Segment Start: INFORMATION GIVEN

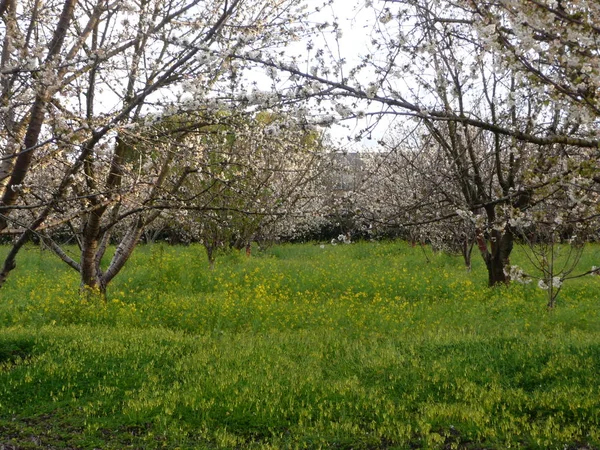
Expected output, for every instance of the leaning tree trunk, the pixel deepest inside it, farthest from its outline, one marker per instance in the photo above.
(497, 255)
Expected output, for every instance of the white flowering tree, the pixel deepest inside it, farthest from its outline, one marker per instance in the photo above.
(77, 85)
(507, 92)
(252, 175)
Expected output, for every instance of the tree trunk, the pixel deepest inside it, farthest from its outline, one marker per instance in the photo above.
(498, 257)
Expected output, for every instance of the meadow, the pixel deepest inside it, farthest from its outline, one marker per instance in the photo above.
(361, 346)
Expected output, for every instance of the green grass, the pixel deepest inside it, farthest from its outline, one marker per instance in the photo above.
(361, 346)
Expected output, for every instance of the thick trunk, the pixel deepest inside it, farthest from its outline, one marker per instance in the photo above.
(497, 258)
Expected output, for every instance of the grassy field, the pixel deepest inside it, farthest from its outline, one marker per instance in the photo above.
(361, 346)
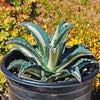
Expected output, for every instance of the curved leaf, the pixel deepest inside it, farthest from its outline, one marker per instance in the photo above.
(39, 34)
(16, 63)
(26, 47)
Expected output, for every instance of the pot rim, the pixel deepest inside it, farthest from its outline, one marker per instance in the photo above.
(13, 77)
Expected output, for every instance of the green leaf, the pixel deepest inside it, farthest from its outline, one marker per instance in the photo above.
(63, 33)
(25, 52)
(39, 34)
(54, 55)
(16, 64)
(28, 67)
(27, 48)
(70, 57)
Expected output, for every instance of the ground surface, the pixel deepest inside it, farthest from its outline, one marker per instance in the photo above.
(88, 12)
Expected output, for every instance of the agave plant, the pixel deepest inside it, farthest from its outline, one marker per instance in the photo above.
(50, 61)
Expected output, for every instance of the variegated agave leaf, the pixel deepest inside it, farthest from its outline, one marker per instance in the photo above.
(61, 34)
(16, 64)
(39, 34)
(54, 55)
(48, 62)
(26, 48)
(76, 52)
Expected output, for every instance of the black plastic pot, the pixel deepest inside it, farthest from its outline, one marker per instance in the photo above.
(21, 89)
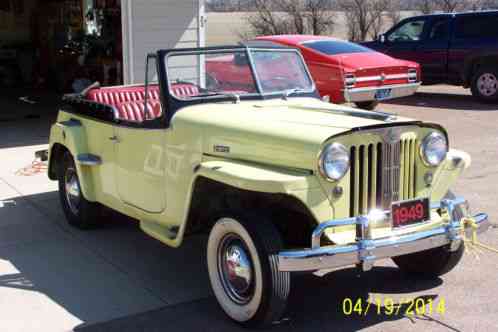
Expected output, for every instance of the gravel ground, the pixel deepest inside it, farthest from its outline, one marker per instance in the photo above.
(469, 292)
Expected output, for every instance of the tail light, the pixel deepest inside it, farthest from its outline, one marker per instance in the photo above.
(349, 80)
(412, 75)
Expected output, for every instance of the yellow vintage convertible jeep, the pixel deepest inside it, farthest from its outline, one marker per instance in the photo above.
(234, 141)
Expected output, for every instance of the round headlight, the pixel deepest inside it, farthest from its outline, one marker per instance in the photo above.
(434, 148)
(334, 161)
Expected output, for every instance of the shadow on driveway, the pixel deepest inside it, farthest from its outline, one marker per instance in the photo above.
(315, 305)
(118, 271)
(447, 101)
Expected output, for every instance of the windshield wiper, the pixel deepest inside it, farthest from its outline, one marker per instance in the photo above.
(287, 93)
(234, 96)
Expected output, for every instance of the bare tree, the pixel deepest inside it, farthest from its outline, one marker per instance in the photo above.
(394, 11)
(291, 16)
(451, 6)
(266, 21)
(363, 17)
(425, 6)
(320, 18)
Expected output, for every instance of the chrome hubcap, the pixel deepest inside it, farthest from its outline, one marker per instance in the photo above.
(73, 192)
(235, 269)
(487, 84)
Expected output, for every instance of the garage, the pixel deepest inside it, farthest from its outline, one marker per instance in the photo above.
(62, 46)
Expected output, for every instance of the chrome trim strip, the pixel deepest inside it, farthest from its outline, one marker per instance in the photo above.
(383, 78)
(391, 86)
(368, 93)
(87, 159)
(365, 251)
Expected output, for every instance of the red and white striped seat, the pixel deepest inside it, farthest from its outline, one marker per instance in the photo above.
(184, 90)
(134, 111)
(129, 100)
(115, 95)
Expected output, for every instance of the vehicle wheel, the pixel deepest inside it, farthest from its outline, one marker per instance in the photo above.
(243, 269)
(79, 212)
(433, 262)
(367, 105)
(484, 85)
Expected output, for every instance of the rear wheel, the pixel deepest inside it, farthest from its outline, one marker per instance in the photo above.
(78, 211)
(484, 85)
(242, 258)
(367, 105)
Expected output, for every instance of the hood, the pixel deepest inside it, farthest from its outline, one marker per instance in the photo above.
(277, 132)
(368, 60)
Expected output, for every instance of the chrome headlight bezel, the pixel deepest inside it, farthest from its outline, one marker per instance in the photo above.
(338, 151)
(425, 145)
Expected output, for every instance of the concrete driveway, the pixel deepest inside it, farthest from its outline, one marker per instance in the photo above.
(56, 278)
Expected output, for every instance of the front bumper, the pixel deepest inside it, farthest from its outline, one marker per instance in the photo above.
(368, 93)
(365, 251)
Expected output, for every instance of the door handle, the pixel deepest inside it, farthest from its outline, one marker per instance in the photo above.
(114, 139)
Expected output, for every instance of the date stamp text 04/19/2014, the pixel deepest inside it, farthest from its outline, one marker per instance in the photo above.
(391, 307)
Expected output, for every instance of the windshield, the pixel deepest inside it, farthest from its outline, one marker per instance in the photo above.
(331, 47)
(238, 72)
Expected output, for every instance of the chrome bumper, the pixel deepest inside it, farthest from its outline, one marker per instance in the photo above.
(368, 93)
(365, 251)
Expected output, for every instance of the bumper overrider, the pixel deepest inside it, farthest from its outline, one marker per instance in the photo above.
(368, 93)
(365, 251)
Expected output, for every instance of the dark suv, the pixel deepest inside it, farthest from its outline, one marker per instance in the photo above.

Segment End: INFORMATION GIVEN

_WHAT NEEDS TO BE DONE_: All of the entries above should be duplicated exactly, except for the pictures.

_EXERCISE SOLUTION_:
Expected output, for every instance of the leaning tree trunk, the pixel deepest inside it, farthest from its outline, one marker per instance in the photo above.
(497, 255)
Expected output, for every instance of the white flowering tree, the pixel deepest inside it, farthest from its outline, one marker per instance in the photo above.
(77, 85)
(507, 92)
(252, 175)
Expected output, for every instance of the tree trunk, the pixel deepest inside it, farthest from its outline, one marker per instance in the photo above.
(498, 257)
Expected output, for every instance of the meadow, the pixel deepest inside it, farthest from its outline, one marker per instance in the photo above.
(361, 346)
Expected output, for every instance of the green grass, the pixel deepest inside it, farthest from its outline, one marker per instance in the photo above.
(361, 346)
Expected output, for every instance of the thick trunk, the pixel deepest inside it, farthest from its outline, one marker per instance in the photo above.
(497, 258)
Expected output, for every instance of the grassy field, the pixel deepest inside it, farthest from its outline, one marker per instance in the photo above.
(361, 346)
Expected output, for every instance of the curved leaf, the pixel deepest inside it, farthest from its outline, one marker per instance in the photo above.
(39, 34)
(16, 63)
(26, 47)
Expected output, for every instance of the pot rim, the pixel deepest inside it, farthest from its outline, one marker per instance in the photo above.
(13, 77)
Expected output, for every instance of the green leaf, the pixel deepest inside it, farthest from its outline, one marker per instance in the photo above.
(63, 33)
(25, 52)
(39, 34)
(54, 55)
(16, 64)
(28, 67)
(27, 48)
(70, 57)
Expected output, for every instance of the ground surface, the pixel deepest inside it, farthest from its outline, one marker per instance in the photo above.
(88, 12)
Expected output, for every instance of the agave plant, the pixel deepest inside it, farthest from its outline, one marker per instance in the photo above.
(50, 61)
Expected output, for every instance of the variegated agave leaf, the pixel deepest inside it, farthest from its outline, one marker per instance in the photo above.
(61, 34)
(16, 64)
(39, 34)
(54, 55)
(48, 62)
(26, 48)
(76, 52)
Expected output, for every instance of the black plastic pot, the pixel deepest inside it, farthest from its outline, one marker per instance in the photo above.
(21, 89)
Expected output, for every instance of the gravel ground, the pixel deepest inside it, farthest from its outline, one marker per instance in the photo above.
(469, 292)
Expected output, for every instance of the tail light, the pixel deepest inside it, farthest from its outline, one marker per instance in the photo above.
(349, 80)
(412, 75)
Expected output, for every instance of the yellow vintage convertible jeep, the pixel deepest inside it, farthest from its outline, one marker per instance in the photo above.
(234, 141)
Expected output, for every instance of the round headlight, the pixel deepest inside it, farthest from its outline, one marker per instance in the photo above.
(434, 148)
(334, 161)
Expected output, for every instance of the shadow on driveway, the pixel deepest inside it, farthest from its outline, one marker per instance in the photo above.
(315, 305)
(118, 271)
(447, 101)
Expected output, for every instance of the windshield wiper, the pixel deepest inside it, farthest from its outline, one marker per instance in the photo above.
(287, 93)
(234, 96)
Expected output, for every instance of the bare tree, the pixel deepest inside it, farthest from its outline, one marker per instance in the photo above.
(394, 11)
(291, 16)
(451, 6)
(266, 21)
(363, 17)
(425, 6)
(320, 18)
Expected output, for every instance of the chrome hubcap, the pixel deepest inside it, farthest from its outline, one marker per instance in the photo above.
(73, 192)
(235, 269)
(487, 84)
Expected output, for every instance of the garage, the pixel deepest inside it, farthest from its outline, one marker per instance in the photo above.
(62, 46)
Expected output, for every instance of the chrome trim strip, the pixel deepest inside it, farthest from its outline, one marker per instance in the photo above.
(383, 78)
(391, 86)
(368, 93)
(87, 159)
(365, 251)
Expected output, for every instance of the red and white striped seat, the pixel deepest inside it, farthest from its outline, one marker per instance in the photo above.
(184, 90)
(134, 111)
(129, 100)
(115, 95)
Expected output, for every instance of the vehicle wheel, the pixel deepest inside it, farthest from its outline, one marker per instance in the photo above.
(243, 269)
(79, 212)
(433, 262)
(367, 105)
(484, 85)
Expected output, for every instance of the rear wheel, the pixel deepest inside it, farthest from its outline, one marker per instance in the photo above.
(78, 211)
(484, 85)
(242, 258)
(367, 105)
Expected output, for every instance of the hood, the pixel deepest inside it, farthest from its outline, one marker per instance in the photo above.
(277, 132)
(368, 60)
Expected output, for every instance of the chrome headlight bezel, the pixel deepest inside it, farthest from its outline, one marker per instance in the photo above.
(338, 151)
(425, 145)
Expected output, for every instance of the concrete driveway, the pixel deepest inside it, farthest from its outline, one marker per instance in the photo above.
(56, 278)
Expected output, for every instance of the front bumper, the pixel deepest inside it, farthest from its outline, one marker per instance in the photo above.
(368, 93)
(365, 251)
Expected output, for every instance of the door handle, the pixel deepest inside it, farthest from its outline, one marker per instance in the photo above.
(114, 139)
Expected output, for every instance of the date stamp text 04/19/2014, the pixel deepest inside it, farthest from its outline, one marker per instance in the photo above.
(391, 307)
Expected output, for every instance of the windshield, the pixel deepest inside it, farthest from its outline, one marker per instance in the photo above.
(331, 47)
(238, 72)
Expected output, for every instance of the chrome bumper, the pixel deepest inside it, farthest from its outline, one marker per instance in the photo above.
(368, 93)
(365, 251)
Expected output, for every instance of the bumper overrider, the pixel deepest inside it, farthest from its outline, one marker per instance in the photo above.
(368, 93)
(365, 251)
Expected output, for every instance of the dark suv, the pixel deepest inside it, farthest from its outline, one marker per instance in the photo above.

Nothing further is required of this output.